**Set problem**. From the line with "Mark the black" down to the final line of the material below, quote every line exactly and leave out all lines before it.

**Given records**.
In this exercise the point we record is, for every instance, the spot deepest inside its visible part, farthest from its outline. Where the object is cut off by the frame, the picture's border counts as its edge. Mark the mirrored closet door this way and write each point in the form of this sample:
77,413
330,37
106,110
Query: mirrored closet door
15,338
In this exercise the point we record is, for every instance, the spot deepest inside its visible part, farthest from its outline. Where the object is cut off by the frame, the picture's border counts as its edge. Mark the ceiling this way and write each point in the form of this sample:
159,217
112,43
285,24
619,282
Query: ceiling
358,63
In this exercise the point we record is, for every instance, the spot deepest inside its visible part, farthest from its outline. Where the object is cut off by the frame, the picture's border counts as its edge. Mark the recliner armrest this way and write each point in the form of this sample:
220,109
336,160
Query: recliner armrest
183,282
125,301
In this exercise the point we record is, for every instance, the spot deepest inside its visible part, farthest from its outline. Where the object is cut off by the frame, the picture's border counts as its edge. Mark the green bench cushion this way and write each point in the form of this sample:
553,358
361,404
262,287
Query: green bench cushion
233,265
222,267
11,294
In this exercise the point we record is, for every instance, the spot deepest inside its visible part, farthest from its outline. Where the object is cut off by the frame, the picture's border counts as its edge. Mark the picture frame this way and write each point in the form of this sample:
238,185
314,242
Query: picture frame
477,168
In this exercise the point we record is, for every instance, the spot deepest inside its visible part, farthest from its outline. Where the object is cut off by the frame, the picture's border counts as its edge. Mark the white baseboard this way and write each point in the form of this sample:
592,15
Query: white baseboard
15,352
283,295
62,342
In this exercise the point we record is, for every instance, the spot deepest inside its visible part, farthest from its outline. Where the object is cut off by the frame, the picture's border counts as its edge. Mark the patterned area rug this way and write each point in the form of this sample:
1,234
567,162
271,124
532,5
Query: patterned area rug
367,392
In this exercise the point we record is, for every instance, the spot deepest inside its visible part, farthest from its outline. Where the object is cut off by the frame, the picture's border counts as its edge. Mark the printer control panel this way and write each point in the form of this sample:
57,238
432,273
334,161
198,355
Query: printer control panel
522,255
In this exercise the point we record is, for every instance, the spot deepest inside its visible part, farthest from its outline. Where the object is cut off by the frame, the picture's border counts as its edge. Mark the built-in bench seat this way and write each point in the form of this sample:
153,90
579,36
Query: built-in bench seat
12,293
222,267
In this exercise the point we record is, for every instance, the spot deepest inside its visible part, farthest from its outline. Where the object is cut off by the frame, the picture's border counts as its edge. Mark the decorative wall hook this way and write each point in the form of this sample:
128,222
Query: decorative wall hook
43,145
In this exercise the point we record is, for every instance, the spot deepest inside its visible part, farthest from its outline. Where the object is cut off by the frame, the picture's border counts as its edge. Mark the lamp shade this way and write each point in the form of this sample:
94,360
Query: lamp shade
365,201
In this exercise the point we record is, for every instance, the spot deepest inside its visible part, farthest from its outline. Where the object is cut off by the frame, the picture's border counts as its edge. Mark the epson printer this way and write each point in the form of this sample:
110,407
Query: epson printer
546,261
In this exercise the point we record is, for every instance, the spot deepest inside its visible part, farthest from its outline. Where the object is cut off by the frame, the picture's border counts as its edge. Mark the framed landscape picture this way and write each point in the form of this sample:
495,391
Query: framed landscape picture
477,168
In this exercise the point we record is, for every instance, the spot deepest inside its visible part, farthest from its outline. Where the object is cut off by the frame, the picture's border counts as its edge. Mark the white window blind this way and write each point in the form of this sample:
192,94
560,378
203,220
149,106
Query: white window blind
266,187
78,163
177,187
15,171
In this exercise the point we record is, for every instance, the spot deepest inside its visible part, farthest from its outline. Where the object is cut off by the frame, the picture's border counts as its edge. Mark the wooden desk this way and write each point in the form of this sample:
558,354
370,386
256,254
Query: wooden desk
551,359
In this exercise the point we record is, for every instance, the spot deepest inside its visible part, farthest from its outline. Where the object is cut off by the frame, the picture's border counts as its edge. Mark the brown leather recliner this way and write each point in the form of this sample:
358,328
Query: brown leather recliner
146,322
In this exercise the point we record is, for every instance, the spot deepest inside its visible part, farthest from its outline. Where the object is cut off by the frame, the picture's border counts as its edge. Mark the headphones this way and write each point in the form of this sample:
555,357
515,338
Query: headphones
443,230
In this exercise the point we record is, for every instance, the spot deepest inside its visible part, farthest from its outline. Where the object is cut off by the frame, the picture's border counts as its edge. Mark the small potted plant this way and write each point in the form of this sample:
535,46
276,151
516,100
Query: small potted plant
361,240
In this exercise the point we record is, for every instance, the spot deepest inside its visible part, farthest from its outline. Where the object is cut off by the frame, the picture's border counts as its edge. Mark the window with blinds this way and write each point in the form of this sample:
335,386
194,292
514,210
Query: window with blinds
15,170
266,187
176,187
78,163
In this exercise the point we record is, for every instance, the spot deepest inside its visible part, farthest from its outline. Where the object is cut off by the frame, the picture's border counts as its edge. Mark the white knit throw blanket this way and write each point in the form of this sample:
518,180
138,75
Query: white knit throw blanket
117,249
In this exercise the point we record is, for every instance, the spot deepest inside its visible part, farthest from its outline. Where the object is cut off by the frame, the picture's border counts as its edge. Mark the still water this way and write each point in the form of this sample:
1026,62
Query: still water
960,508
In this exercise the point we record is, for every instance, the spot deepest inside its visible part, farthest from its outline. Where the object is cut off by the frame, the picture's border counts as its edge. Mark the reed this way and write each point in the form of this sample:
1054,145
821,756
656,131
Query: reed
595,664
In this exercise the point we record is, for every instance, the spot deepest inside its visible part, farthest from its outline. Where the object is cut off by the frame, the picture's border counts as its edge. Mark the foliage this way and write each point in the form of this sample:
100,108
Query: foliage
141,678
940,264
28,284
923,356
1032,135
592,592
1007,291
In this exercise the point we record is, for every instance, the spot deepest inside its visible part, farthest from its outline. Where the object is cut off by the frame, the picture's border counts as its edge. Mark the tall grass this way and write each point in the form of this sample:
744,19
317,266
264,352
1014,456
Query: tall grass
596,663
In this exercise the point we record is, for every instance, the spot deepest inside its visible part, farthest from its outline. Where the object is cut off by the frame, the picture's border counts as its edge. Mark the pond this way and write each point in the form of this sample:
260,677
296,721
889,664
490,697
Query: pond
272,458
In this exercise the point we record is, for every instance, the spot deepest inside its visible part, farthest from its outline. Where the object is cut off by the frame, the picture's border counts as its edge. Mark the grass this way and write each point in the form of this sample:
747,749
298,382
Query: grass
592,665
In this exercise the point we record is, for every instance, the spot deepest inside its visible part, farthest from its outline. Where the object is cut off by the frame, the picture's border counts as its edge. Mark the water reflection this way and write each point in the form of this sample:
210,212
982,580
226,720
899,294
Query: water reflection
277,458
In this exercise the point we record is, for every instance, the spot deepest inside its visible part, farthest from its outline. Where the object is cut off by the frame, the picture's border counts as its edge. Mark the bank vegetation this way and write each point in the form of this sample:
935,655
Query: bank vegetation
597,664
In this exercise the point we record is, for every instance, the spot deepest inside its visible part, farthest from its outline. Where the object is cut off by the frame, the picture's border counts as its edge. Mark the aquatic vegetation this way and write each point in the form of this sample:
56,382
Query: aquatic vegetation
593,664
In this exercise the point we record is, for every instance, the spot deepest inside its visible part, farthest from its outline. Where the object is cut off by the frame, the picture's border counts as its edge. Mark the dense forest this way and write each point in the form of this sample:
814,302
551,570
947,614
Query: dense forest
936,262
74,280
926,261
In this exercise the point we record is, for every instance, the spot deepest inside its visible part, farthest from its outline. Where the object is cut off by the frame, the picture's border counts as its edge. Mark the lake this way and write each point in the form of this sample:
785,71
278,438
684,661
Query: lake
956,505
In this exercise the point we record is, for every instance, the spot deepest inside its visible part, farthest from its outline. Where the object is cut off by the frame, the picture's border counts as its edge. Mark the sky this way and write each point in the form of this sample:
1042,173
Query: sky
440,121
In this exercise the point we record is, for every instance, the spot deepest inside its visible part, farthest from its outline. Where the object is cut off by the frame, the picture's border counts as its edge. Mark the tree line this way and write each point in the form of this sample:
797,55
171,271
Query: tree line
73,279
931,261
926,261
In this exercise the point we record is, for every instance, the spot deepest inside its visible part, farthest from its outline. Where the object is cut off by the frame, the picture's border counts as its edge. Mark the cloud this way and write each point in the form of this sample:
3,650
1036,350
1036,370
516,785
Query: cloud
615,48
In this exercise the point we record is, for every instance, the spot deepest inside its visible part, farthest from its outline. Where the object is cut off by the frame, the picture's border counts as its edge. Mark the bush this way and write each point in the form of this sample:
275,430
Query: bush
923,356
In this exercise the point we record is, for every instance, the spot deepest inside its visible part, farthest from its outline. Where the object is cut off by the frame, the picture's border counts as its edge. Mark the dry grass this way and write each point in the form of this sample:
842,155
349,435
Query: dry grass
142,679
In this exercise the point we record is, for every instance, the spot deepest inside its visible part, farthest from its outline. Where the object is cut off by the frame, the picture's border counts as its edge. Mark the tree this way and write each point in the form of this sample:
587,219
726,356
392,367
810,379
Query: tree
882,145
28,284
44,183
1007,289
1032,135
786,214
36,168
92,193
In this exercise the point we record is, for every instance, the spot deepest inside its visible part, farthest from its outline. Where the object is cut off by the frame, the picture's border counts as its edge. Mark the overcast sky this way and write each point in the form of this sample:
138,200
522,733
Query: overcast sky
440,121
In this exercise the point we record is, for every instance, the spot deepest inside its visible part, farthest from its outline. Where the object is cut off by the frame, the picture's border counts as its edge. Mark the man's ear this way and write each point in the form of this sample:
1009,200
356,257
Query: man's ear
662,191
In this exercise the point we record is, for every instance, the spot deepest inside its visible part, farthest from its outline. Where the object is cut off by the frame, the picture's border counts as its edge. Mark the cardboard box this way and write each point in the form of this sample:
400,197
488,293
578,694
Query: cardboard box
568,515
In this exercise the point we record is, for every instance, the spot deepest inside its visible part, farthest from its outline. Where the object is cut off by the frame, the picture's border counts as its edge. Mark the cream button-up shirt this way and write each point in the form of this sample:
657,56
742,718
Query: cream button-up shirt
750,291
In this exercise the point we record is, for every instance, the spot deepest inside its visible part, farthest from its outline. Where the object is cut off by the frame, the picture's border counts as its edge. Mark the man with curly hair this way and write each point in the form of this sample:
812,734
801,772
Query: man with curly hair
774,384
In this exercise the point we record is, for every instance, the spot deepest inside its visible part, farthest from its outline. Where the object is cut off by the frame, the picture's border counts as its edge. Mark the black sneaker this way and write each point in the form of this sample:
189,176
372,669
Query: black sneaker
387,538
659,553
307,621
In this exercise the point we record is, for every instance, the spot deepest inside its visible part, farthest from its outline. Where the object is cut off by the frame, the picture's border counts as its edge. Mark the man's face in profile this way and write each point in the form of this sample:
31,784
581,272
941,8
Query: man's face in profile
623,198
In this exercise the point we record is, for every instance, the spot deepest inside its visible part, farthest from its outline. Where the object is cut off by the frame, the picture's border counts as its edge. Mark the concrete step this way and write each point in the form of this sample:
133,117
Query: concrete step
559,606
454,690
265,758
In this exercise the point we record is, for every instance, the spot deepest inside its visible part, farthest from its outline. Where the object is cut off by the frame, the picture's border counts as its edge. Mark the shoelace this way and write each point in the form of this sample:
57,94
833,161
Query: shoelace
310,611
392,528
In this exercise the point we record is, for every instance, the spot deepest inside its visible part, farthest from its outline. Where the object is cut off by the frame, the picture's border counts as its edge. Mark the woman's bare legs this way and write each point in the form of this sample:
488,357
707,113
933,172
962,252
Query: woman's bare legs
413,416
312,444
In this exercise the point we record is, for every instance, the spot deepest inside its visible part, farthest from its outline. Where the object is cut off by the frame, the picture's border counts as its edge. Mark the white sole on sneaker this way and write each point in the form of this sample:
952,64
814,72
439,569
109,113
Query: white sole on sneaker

**Written answer**.
In this exercise the point we record is, for every instance, the spot deepest inside its visible part, farthest from its outline. Where the object is cut off by the frame, the picture's border counts as its edge. Mark the black sneaker this way and write each point in the form of this sample:
189,176
372,669
Query: black sneaker
387,538
659,553
307,621
In this exercise the point we record is, for every instance, the spot deepest inside its visible part, farthest from its outline. Where the object is cut off by the frame, the picture's border counts as its edge. Mark the man's face in profile this way and write each point in the form of this sample:
31,784
581,272
941,8
Query: man's face in profile
623,198
In this exercise the point we record is, for every instance, the spot deepest inside its visible part, farthest from its outline. Where the object is cut off by the frame, the picture's border counts as its edge. Mark the concrete step this way and write each point in the form of this sample:
133,117
Query: concrete step
559,606
454,690
265,758
In this exercise the point we record is, for every instance, the spot deepest inside its visible part, farthest from its outline. Where the object is cut off by the frame, the picture's border counts as its edge. Mark the shoelace this way and write each point in the form of this sample:
57,94
833,161
Query: shoelace
310,611
392,528
In this exercise the point we record is, for every instance, the spot deepest inside its visible part, farthest from its outline. Where the object is cut off by the frame, the picture's border counts as its edge. Mark the woman's bare legs this way and write each point in the form of this sample:
488,357
707,113
933,172
962,252
Query: woman's bare legs
413,416
312,444
In this exercise the point we record is, for every instance, the spot deepest inside its visible part, farthest from its outline. Where the object is cut off by the frame, the picture's border counts as its edge. Mark the white sole on sneaker this way and write each point in the form of this sample:
952,64
814,72
439,569
109,113
Query: white sole on sneaker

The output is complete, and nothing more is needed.